START READING TEXT

Mom’s hope renewed after burn victim flies to US
WESTERN BUREAU:
Lolleta Scarlett, the mother of a Hanover woman scorched in an alleged fit of rage by a jealous boyfriend last week, was in tears as she watched Nicola Clarke being wheeled out of the Cornwall Regional Hospital in Montego Bay, St James, on Thursday.
“Thank you, God. Thank you, God,” the elderly woman muttered, raising her hands towards the heavens as her daughter was transferred to the waiting ambulance, which transported her to the Sangster International Airport.
Scarlett told The Gleaner that, while she was worried when she was told that the Mount Salem-based hospital lacked the resources to treat her daughter, she had remained hopeful that something would work out.
“Them say they do not have the resources here to take care of her, so she will have to go overseas so that she can live. Otherwise, she is not going to live,” Scarlett told The Gleaner. “When the doctor tell mi that, mi just seh, ‘In the name of Jesus, she not gonna die!’, and then now God just work it out that we meet that nice young man, who volunteered to help her.”
That young man is Stephen Josephs, the projects manager at the Sanmerna Foundation, which arranged for the trip and via Trinity Air Ambulance for Clarke to be treated at the JMS Burn Unit at the Doctor’s Hospital in Augusta, Georgia.
“I feel very good right now. I can’t even explain how I feel because,at even this morning, I was crying and mi daughter seh, ‘Mommy, don’t cry. Just hold the faith and believe in God’, and I seh, ‘Alright’,” the relieved Scarlett stated.

END READING TEXT

QUESTIONS.
#1 According to the news article about the burn victim, where was Nicola Clarke to be treated?
#2 Reproduce word for word the passage of the burn victim article that opens with "Mom’s hope renewed" and closes with "Sangster International Airport.".
#3 Write the next part of the news article about the burn victim, picking up after its final sentence.

START DATASET RECORDS

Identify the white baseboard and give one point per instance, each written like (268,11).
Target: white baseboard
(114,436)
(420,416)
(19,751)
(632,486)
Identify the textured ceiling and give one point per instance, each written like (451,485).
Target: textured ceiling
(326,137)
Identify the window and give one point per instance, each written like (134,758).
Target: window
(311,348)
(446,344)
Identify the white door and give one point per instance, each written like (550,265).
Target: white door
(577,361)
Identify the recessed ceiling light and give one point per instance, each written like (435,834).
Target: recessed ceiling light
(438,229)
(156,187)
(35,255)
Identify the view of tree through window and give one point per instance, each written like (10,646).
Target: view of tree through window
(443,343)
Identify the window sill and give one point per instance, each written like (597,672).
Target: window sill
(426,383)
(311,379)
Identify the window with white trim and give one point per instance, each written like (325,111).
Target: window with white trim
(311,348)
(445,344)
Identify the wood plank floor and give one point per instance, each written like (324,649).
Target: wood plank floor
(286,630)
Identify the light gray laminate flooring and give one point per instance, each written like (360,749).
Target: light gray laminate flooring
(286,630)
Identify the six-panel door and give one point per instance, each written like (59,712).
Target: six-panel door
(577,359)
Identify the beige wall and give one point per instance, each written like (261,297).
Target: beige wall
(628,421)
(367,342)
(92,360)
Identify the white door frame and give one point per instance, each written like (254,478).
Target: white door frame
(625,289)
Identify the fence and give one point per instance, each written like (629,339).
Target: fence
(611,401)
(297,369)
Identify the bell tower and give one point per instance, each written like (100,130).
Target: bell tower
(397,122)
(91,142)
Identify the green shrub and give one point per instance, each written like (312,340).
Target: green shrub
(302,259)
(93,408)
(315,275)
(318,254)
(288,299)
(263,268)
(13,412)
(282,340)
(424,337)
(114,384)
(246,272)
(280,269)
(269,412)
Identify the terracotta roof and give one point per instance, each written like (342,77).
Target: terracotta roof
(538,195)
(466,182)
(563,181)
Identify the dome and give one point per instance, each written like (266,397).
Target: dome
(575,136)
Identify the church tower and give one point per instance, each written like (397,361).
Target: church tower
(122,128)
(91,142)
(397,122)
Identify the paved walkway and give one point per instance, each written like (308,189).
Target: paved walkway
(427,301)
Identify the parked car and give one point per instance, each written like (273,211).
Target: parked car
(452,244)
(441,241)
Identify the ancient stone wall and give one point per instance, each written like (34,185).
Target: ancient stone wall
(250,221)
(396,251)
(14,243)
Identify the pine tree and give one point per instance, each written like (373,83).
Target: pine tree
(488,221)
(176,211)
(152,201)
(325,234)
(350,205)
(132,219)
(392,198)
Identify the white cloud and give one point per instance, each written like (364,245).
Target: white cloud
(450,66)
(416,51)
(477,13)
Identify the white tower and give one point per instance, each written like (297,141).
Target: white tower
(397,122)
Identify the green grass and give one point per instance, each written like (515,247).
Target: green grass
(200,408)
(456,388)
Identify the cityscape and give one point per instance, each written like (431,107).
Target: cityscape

END DATASET RECORDS

ANSWERS FOR THE EXERCISE.
#1 At the JMS Burn Unit at the Doctor's Hospital in Augusta, Georgia.

#2
Mom’s hope renewed after burn victim flies to US
WESTERN BUREAU:
Lolleta Scarlett, the mother of a Hanover woman scorched in an alleged fit of rage by a jealous boyfriend last week, was in tears as she watched Nicola Clarke being wheeled out of the Cornwall Regional Hospital in Montego Bay, St James, on Thursday.
“Thank you, God. Thank you, God,” the elderly woman muttered, raising her hands towards the heavens as her daughter was transferred to the waiting ambulance, which transported her to the Sangster International Airport.

#3
After a morning punctuated by the team working out last-minute details, Clarke, who sustained serious burns all over her body, left the island Thursday about 4:30 p.m.
Robert Whyte, director of Sanmerna Foundation and manager director for Sanmerna Paper Products Limited, told The Gleaner that the company was moved by the tragedy to help.
“When we saw the article, we jumped into action, and we can say today, that action that we jumped into paid off,” said Whyte. “Today, Nicole is on her way to the United States.”
Whyte used the opportunity to appeal to the nation’s men to stop the vicious and brutal attacks against women amid a wave of gender-based violence in recent weeks. That includes an assault saga that has left a cloud over Westmoreland Central Member of Parliament George Wright.
“I am pleading with all the men out there who believe that this attack on women is the way to solve a domestic problem to please stop this act and find other ways to solve your problem, because it is incidents such as these why Nicola is here today,” said Whyte.
Clarke’s boyfriend, who is now in police custody, is reported to have accused her of being unfaithful before setting her and her business place on fire.